*Required action*. Continue the passage on the Nnewi marriage rite known as "amalum uzo ogo," starting after its last sentence.
** Excerpt to read follows **
Only Bonny and his wife could explain why they did not attach any importance or urgency to this important marriage rite.

The ceremony is also known as "ogo bia malu ani" which is simply translated to mean "let the inlaws come know where their daughter lives".

By leaving it undone, it has become a dangling bone hanging midway inside the throat. This dereliction has put everybody under uncomfortable condition.

"Ogo bia malu ani" or "Amalum uzo ogo" is usually performed after a son-in-law has fulfilled all other traditional marriage obligations.

Many couples do the the "amalum uzo ogo" before or after the church wedding.

It is during the "amalum uzo ogo" that the relations of the bride would give her the final gifts to support her new home.

On the day of ceremony, the groom and his  people are expected to give gifts of cloths to the parents and aunties of his bride.

It is usually a meeting of extended families of the bride and the groom. Friends and well-wishers are not invited. Food and drinks are served to cement the marital link or bridge.

In Nnewi, no daughter whose "amalum uzo ogo" has not been done would be given a final settlement by her father or his heir in a tradition known as "idu uno".

"Idu uno" could be done during the inlaws' visitation, or at the church wedding reception or at any convenient or inconvenient time as the case may be.

During "idu uno" or final settlement of a married daughter, her family shall buy her all that is used in a woman's kitchen and bed room.

The bride is also gifted seed crops of all Nnewi's native plants. Also gifted are small hen and cock, young he and she goats and many more.

Many rich men in Nnewi are known to handover the keys of new houses and new vehicles to their favorite daughters at the final settlement ceremony.

But, in all cases, the family concerned would spill its blood according to its body mass as no one is expected to steal to please their daughters inlaws.

It is apt to note that the venue of "amalum uzo ogo" or inlaws' visitation is not the newly married abode in the city but their house in the husband's hometown.

If  the newly married is yet to build his own house, the ceremony is held in his father's house or at the meeting venue of the extended family known as "Ama Obi".

The whole essence of this important marriage ceremony is to formally show the wife's people the exact location of the new home, village or town of their sister or daughter in case there arises a need for an official or casual visit.
** End of Excerpt to read **
** Given data follows **
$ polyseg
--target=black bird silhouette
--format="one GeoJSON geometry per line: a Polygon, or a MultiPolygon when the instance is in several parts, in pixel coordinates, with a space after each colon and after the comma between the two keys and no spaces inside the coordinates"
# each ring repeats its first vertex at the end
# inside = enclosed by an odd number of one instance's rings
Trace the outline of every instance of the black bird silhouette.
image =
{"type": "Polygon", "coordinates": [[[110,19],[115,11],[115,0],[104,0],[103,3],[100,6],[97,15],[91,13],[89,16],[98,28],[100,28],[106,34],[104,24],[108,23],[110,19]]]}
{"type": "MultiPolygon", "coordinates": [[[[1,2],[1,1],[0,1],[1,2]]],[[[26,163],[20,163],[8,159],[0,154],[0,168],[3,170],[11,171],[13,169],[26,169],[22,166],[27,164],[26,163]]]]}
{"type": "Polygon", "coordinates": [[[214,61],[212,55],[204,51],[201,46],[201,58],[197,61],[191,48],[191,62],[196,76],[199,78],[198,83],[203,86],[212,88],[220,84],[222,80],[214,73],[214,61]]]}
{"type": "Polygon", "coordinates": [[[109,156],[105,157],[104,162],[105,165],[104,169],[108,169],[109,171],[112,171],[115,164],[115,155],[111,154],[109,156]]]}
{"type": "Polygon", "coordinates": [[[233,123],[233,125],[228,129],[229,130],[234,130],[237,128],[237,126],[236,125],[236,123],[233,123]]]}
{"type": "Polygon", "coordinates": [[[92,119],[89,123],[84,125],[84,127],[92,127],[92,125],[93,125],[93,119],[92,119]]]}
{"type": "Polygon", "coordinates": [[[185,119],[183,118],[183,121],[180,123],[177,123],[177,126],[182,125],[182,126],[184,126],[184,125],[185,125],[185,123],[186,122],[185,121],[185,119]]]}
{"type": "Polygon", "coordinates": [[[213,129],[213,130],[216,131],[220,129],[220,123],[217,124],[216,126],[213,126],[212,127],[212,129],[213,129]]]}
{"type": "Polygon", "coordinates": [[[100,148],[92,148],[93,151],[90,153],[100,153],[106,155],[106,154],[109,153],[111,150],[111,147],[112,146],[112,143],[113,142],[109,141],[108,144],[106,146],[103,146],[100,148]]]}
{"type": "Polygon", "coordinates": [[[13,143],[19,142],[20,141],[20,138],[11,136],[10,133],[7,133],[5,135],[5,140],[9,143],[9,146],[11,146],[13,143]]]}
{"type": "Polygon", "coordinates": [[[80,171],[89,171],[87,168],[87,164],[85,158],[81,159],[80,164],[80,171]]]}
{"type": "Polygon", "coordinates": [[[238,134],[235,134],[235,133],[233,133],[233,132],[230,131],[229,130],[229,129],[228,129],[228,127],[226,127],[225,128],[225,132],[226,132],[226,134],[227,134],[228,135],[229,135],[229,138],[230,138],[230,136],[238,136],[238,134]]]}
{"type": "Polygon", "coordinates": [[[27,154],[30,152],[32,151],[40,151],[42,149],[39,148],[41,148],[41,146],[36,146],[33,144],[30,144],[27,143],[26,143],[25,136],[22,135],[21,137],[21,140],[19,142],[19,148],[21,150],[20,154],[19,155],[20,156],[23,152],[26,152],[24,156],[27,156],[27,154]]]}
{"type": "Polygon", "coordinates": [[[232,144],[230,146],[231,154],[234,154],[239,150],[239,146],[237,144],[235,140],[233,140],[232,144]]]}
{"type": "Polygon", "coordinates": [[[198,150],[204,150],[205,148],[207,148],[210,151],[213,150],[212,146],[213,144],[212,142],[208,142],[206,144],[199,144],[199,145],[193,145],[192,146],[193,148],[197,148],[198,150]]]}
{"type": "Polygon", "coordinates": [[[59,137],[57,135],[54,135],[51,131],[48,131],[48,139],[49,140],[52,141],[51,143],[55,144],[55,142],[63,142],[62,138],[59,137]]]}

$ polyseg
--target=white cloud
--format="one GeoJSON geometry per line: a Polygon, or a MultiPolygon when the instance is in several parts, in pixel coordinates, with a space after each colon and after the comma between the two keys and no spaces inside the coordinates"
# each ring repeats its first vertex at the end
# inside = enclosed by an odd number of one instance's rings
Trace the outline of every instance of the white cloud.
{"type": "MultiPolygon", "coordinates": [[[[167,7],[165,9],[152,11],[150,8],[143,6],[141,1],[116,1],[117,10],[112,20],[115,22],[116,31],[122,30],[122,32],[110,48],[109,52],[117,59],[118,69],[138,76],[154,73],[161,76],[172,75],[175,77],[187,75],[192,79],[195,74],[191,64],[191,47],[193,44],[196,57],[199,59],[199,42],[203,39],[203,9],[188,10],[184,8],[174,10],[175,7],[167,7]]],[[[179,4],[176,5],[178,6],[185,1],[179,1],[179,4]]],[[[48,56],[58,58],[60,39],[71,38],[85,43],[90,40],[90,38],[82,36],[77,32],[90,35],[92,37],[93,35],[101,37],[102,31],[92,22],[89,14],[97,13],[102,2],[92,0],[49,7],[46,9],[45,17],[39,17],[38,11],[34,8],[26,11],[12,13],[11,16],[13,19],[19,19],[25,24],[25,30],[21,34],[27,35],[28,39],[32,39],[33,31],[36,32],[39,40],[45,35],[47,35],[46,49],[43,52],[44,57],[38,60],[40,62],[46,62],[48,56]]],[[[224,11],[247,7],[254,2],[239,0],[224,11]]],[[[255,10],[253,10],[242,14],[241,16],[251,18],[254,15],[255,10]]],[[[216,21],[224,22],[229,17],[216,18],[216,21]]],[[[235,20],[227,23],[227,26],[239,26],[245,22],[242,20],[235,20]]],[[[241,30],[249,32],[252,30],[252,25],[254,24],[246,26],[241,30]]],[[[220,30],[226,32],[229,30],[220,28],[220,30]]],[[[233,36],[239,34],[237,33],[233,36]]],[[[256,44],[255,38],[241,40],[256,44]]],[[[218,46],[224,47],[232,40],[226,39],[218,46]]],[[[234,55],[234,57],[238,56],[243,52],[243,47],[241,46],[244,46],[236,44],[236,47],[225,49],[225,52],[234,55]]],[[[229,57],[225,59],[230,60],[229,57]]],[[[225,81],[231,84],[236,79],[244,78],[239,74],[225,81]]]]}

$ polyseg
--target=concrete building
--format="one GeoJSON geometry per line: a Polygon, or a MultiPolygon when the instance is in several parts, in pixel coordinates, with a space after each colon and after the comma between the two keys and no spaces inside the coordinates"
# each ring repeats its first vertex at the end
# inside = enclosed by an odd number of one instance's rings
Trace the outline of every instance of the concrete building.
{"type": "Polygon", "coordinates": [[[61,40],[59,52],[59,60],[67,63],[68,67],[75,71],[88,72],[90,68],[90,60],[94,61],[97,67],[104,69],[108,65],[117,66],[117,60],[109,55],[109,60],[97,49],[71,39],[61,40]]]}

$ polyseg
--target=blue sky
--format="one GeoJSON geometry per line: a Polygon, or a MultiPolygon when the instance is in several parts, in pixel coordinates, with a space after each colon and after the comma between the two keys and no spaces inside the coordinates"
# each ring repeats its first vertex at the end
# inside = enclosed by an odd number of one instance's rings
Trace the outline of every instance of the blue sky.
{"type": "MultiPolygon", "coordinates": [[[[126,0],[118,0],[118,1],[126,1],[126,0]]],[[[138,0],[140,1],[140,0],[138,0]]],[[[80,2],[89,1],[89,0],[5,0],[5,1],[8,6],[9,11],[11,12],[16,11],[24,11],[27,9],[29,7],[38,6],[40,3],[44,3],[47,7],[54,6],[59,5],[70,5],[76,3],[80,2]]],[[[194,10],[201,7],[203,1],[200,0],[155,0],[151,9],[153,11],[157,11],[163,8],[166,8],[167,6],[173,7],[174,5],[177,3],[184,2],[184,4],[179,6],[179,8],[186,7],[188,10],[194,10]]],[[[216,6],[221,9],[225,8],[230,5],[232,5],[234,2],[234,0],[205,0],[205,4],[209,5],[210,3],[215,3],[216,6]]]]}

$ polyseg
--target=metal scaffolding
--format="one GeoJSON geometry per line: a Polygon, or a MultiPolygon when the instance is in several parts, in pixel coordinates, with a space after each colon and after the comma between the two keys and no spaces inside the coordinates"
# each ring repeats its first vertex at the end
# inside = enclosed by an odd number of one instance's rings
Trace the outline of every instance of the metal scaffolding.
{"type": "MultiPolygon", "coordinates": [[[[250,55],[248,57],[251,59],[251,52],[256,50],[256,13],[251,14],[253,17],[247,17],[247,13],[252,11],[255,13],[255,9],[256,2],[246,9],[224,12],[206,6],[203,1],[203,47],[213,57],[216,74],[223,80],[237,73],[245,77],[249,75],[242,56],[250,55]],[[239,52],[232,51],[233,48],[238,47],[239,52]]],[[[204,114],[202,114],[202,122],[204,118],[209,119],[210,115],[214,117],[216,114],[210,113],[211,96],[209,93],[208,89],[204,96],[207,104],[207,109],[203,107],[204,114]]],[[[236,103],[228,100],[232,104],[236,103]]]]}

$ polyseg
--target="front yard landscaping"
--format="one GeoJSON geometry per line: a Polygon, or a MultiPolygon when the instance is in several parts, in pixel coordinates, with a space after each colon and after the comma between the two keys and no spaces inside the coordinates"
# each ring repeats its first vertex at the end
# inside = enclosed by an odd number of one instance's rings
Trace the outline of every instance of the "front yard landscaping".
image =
** End of Given data **
*Task result*.
When Nneoma had her first child, she was not expecting her father to visit her at home; she was grateful for her father's hospital visit because she knew that she and her husband were owing the tradition.

When a couple fails to perform the inlaws' invitational rite, the tradition only allows the mother alone to visit her daughter's home during "omugwo" or " a mother's 3-month stay with a daughter to help nurse her daughter her new born baby ".

The siblings of the daughter in question can also visit her but never would the father.

It was not a surprise when Nneoma's funeral was shifted by a week by her husband's people to do the needful.

They had to. Otherwise they could go ahead to bury their dead wife without the participation of her family or to return the corpse to her father for burial in his own house.

Bonny's extended family members were not in short supply of men versed in Igbo tradition.

The elders decided that it was appropriate to perform a posthumous "amalum uzo ogo" for Nneoma to clear traditional huddles preventing her relations from participating in her funeral rites .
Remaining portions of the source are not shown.